PASSAGE SHOWN:
Muleege Hassan Maniku or Dhon Bandaarain was Sultan al-Ghazi al-Hasan 'Izz ud-din Sri Kula Ranmiba Danala Kirti Kattiri Buwana Maha Radun, proclaimed king of the Maldives in the year 1759. He was the first sultan of the Huraa dynasty.

Ali Raja's invasion in 1763
In the Malabar Coast Ali Raja Kunhi Amsa II had established a large and well armed fleet of Ketch's in the Indian Ocean, in his attempts to conquer islands that had withstood the Mughal Emperor Aurangzeb. The embarking fleet from Lakshadweep and Cannanore carried on board Sepoys and on its pennons the colors and emblems of Hyder Ali, captured the Maldives and enacted cruelties upon fellow Muslim's who inhabited the islands.

STORED DATA:
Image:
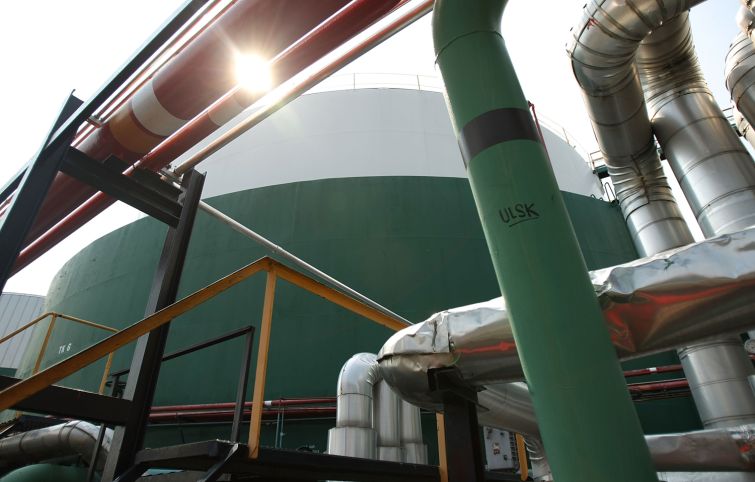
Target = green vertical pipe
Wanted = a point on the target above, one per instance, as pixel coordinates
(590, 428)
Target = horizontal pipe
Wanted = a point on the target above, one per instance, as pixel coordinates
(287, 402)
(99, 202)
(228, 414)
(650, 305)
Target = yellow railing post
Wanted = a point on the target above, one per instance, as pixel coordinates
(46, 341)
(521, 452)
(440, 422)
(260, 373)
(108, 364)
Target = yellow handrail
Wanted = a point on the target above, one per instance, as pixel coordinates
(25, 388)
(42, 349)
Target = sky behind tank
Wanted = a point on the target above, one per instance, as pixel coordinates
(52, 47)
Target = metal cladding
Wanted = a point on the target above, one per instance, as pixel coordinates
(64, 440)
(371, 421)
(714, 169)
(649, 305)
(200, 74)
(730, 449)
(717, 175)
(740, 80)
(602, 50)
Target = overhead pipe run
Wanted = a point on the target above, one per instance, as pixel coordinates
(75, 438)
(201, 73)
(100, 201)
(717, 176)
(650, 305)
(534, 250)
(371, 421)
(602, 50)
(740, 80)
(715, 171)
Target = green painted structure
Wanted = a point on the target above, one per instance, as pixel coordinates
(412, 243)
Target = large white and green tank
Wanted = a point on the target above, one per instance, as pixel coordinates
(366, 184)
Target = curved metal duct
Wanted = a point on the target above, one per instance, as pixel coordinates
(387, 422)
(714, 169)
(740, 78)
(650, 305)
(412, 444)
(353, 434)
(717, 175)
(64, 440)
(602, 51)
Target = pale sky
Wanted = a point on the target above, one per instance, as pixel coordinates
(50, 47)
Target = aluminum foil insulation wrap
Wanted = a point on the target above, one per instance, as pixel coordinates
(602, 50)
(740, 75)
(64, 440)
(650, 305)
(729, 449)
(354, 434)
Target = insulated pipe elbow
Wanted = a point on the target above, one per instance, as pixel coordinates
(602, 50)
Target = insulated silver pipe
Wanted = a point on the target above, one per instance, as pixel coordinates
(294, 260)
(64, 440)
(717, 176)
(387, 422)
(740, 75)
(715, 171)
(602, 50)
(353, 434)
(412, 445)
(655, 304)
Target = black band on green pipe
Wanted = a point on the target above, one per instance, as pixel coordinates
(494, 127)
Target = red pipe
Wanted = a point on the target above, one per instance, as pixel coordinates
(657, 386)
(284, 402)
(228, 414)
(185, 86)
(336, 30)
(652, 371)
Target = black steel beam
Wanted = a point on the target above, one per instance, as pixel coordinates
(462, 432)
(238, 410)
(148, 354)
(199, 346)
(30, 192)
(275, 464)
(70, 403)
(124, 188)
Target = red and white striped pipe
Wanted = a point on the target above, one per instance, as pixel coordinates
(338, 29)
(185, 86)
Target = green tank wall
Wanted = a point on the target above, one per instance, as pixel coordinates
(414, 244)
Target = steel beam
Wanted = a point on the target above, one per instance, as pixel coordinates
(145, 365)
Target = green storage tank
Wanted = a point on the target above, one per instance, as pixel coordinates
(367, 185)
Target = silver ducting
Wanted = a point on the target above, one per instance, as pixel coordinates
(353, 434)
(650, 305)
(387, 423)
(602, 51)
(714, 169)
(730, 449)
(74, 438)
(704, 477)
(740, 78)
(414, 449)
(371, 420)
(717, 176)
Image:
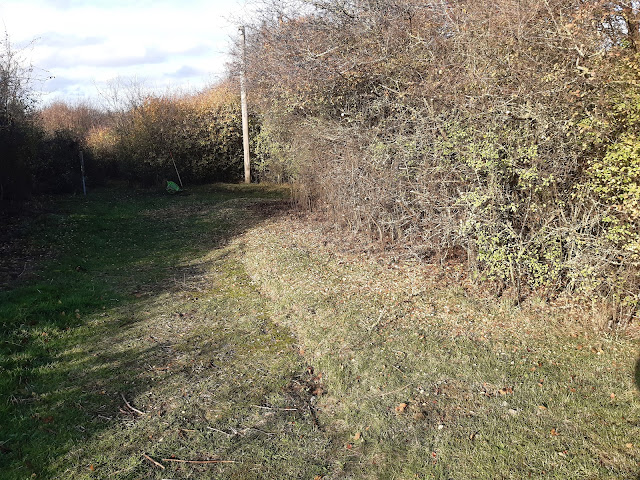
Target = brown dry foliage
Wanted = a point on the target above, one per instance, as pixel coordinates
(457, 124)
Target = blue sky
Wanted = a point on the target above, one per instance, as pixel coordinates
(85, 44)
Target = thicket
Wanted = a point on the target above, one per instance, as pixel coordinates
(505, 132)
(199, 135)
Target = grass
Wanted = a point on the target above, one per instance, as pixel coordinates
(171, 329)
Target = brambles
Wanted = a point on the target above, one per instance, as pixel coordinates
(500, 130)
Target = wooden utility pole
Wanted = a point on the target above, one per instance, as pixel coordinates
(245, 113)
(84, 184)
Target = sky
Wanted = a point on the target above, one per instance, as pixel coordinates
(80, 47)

TASKS AND EXERCISES:
1 - List every geographic place named in the passage about the Maldivian sultan.
2 - According to the passage about the Maldivian sultan, whose colors and emblems did the invading fleet carry on its pennons?
3 - Carry on the passage about the Maldivian sultan from its final sentence.

RESPONSES IN ORDER:
1 - Maldives, Malabar Coast, Indian Ocean, Lakshadweep, Cannanore

2 - Hyder Ali's

3 -
Soon, Ali Raja Kunhi Amsa II returned to Mysore and its port of Bangalore and arrived at Nagar in order to pay homage to Hyder Ali, who panicked in outrage when Ali Raja Kunhi Amsa II presented him the blinded and unfortunate Sultan of the Maldives Mukkaram Muhammad Imadu-din III. Hyder Ali ordered the deposition of the insane Ali Raja Kunhi Amsa II from the command of his fleet and begged forgiveness from Hasan 'Izz ud-din for the outrage committed by his guilty admiral. Hyder Ali was deeply afflicted by that event and after respectfully escorting and returning Hasan 'Izz ud-din to the Maldives, he withdrew from the palaces and sought solace in simplicity and hardly entrusted anyone whom he had given power and authority.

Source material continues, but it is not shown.